Minister of Finance
- In office 8 January 1990 – 29 August 1990
- President: Ibrahim Babangida
- Preceded by: Chu Okongwu
- Succeeded by: Abubakar Alhaji

Secretary to the Government of the Federation
- In office 31 January 1986 – 1 January 1990
- President: Ibrahim Babangida
- Preceded by: G.A. Longe
- Succeeded by: Aliyu Mohammed

Personal details
- Born: Samuel Oluyemisi Falae 21 September 1938 (age 87) Akure, Southern Region, British Nigeria (now Akure, Ondo State, Nigeria)
- Party: Social Democratic Party (Nigeria)
- Relatives: Odundun II (second cousin & third cousin) Oba Osupa I (great-great grandfather)
- Alma mater: University of Ibadan Yale College

= Olu Falae =

Nigerian politician (born 1938)

Chief Samuel Oluyemisi Falae (born 21 September 1938), is a Nigerian banker, administrator and politician who was secretary to the military government of Ibrahim Babangida from January 1986 to December 1990, and briefly the Finance Minister in 1990. He ran for president in Nigeria's Third and Fourth Republics.

== Early life and education ==
Falae was born to the family of Chief Joshua Alekete Falae and Abigail Aina Falae on September 21, 1938, in Ilu-Abo, Akure. Joshua Falae was originally from Akure but due to opportunities in cocoa farming, Falae's family and a few other Akure natives moved to a nearby location called Ago-Abo – also known as Ilu Abo – where they settled as pioneers. Falae's father was later made the chief of Ago-Abo village. Falae's mother was born and raised in the village of Igbara-Oke and died during childbirth in 1946 when Falae was only 8. He was then raised by his father and his paternal grandmother, Chief Osanyintuke Falae (née Adedipe), who was a maternal granddaughter of Deji Osupa of Akure and a daughter of the Elemo of Akure, Chief Adedipe Oporua Atoosin (himself a great-grandson of Deji Arakale of Akure, Osupa's father). Falae attended an Anglican primary school in Akure where he met his future wife, Rachael Olatubosun Fashoranti, younger sister of Afenifere leader Reuben Fashoranti. After primary education, he sat for the entrance exam into Igbobi College and was accepted in 1953. upon graduation from Igbobi, he went on to complete his Higher School Certificate at Government College, Ibadan in 1958 and later became a tutor at Oyemekun Grammar School, Akure. He attended the University of Ibadan for his undergraduate studies earning a degree in economics, thereafter, he obtained a graduate degree at Yale University in the United States. At the University of Ibadan, he represented his hall of residence in the Students Representative Council and was editorial board member of the student run campus magazine.

######

Set problem 1 »
Answer these from the Olu Falae profile:
(a) Who preceded Falae as Minister of Finance?
(b) In what year was Falae accepted into Igbobi College?
(c) In which village was Falae's mother born and raised?
Set problem 2 » Repeat the Olu Falae profile word for word from "- Relatives: Odundun" to "politician (born 1938)".
Set problem 3 »
For each statement, say whether the Olu Falae profile agrees, and quote the words that decide it:
(a) Falae completed his Higher School Certificate at Government College, Ibadan in 1958.
(b) Falae met his future wife at Igbobi College.
(c) After 1946, Falae was raised by his father and his paternal grandmother.
Answer using only the Olu Falae profile.

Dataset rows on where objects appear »
######

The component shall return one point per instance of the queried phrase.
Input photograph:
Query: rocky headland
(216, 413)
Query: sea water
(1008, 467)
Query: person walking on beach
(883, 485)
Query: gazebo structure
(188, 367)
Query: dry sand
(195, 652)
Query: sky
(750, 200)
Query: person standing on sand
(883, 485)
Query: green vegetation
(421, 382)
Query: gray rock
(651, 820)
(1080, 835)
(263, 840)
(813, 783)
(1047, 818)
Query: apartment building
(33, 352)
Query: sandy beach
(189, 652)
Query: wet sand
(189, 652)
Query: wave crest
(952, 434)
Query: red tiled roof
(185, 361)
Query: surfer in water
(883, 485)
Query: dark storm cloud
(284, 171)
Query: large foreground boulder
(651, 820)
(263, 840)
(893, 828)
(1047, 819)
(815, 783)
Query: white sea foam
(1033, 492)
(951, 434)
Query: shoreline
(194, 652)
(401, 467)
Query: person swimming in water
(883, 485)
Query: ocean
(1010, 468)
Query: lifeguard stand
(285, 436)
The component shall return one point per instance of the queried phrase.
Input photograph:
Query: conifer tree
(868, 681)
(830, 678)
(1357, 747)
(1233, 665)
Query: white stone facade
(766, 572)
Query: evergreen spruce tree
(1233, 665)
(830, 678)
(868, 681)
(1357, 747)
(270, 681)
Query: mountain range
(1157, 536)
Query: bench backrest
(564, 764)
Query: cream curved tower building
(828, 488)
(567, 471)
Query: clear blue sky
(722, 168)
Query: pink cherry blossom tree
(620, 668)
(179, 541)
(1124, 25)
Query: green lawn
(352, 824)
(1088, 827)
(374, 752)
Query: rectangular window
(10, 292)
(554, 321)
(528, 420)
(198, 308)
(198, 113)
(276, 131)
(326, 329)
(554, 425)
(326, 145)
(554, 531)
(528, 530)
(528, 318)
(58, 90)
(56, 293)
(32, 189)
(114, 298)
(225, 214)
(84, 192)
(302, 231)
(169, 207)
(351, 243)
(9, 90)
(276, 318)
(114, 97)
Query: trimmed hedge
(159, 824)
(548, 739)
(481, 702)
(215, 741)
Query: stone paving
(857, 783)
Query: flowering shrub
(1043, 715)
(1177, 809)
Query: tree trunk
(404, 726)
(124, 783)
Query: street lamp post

######

Worked solution 1 »
(a) Chu Okongwu
(b) 1953
(c) Igbara-Oke

Worked solution 2 »
- Relatives: Odundun II (second cousin & third cousin) Oba Osupa I (great-great grandfather)
- Alma mater: University of Ibadan Yale College

= Olu Falae =

Nigerian politician (born 1938)

Worked solution 3 »
(a) Yes: "he went on to complete his Higher School Certificate at Government College, Ibadan in 1958"
(b) No: "Falae attended an Anglican primary school in Akure where he met his future wife"
(c) Yes: "He was then raised by his father and his paternal grandmother"